WHAT IS NEEDED >>
Convert the records below into a two-column CSV with the header row text,answer, one row per record. Place each record's text in the first field and its answer in the second, enclosing every field in double quotes and replacing line breaks with spaces.

SUPPLIED INFORMATION >>
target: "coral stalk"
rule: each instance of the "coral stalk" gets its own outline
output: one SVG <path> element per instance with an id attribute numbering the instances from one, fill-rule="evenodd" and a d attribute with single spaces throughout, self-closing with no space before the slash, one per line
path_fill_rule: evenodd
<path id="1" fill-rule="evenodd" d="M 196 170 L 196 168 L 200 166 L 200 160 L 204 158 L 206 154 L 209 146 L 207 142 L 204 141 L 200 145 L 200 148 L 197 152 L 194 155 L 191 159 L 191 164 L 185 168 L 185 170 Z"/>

SOLUTION TO THE EXERCISE >>
text,answer
"target: ""coral stalk"" rule: each instance of the ""coral stalk"" gets its own outline output: one SVG <path> element per instance with an id attribute numbering the instances from one, fill-rule=""evenodd"" and a d attribute with single spaces throughout, self-closing with no space before the slash, one per line path_fill_rule: evenodd","<path id=""1"" fill-rule=""evenodd"" d=""M 196 170 L 196 168 L 200 166 L 200 160 L 204 158 L 206 154 L 209 146 L 207 142 L 204 141 L 200 145 L 200 148 L 197 152 L 194 155 L 191 159 L 191 164 L 185 168 L 185 170 Z""/>"